TASKS TO PERFORM:
• 1. In the coaching post on public equity job searches, swap "class struggle" for "social divide" and rewrite the passage starting at "There was only" and ending at "taking an airplane.)".
• 2. According to the coaching post on public equity job searches, what two things matter equally for public equity jobs?

TEXT SEGMENT:
The Non-Target Paradox, No Shortcutting, Goal-seeking - Early Observations From Coaching

Continuing last week’s discussion, I share with you the remaining observations that you should know in order to succeed in your public equity job search.

The Non-Target Paradox

There was only one certainty going into my entrepreneurial endeavor – big portion of clients will be from non-target schools. Why I knew that? Because finance is a giant class struggle (the other class struggle being taking an airplane.)

I had a below 3.0 GPA in college. I did not get an internship until after graduation. I couldn’t land a full-time job for six months and then wandered around the middle office for five years. I did not study accounting or finance. I did not do investment banking or private equity. My point: I am a failed target school graduate, which makes me non-target equivalent. If I can make into the buy-side, so can you.

For public equity jobs, two things matter equally: product (technical skills) and sales channel (does your school help you gain visibility). The term “non-target” exists in the first place because your dream firms don’t target your school for recruiting. You know you need to hustle. The good thing about our profession: If you have good product, people want to talk to you.

Embrace Your Non-target Narrative

My underdog mindset has served me very well – being on time (because every chance I get could be my last), working extra hard to put out best products and networking relentlessly led to many interviews, job offers and lasting mentorships.

Public equity investing is competitive. Information is widely available. Why should you be right? There are pattern recognitions in forming variant views but there are no formulas. You need to put in the work. Always go the extra mile in your research because it can mean the difference between getting a job offer and not, and more importantly, making money or losing money.

Target school candidates understand work ethics and mental toughness are necessary components to success, by observing their peers and alums who have achieved great things. As a result, elite employers perceive target schools to be safer destinations for talent sourcing. To my non-target audience, you can take control of your destiny via products and create your own sales channel.

EXTRACTED DATA:
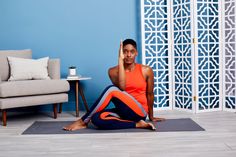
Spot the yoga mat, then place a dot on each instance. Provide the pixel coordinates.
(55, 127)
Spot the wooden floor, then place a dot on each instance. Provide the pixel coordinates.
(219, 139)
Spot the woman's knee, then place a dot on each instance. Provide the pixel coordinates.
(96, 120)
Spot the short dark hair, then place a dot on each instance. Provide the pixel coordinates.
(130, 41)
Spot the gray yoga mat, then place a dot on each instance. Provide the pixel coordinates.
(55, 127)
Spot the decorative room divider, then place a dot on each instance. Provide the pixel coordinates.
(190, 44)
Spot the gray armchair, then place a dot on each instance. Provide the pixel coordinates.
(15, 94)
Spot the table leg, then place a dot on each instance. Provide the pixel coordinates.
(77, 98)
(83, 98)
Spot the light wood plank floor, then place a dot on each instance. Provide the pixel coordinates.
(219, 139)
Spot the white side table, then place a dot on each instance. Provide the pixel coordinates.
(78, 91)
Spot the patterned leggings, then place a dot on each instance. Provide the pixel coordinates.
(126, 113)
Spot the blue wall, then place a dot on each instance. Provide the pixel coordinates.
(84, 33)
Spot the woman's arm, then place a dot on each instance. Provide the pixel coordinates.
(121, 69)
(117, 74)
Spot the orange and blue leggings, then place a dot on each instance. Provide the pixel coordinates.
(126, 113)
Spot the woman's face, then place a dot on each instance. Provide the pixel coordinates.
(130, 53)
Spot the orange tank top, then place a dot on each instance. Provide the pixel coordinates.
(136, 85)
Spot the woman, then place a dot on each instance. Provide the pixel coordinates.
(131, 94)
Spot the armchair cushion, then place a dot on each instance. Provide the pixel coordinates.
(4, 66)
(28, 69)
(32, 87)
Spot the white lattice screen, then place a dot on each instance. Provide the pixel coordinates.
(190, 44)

...

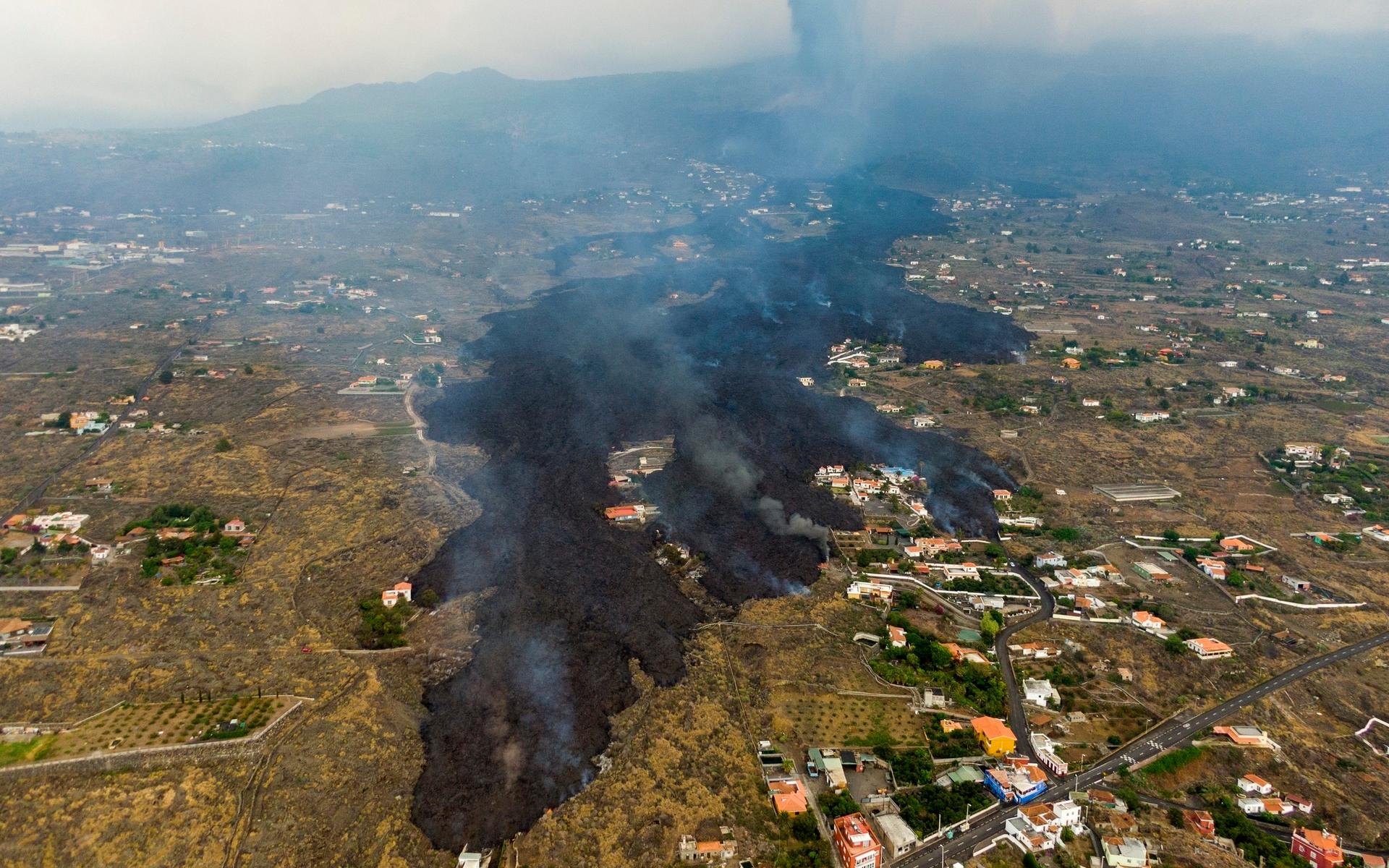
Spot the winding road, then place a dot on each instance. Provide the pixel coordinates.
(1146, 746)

RESULTS BY TASK:
• 1.
There was only one certainty going into my entrepreneurial endeavor – big portion of clients will be from non-target schools. Why I knew that? Because finance is a giant social divide (the other social divide being taking an airplane.)

• 2. Product (technical skills) and sales channel (whether your school helps you gain visibility).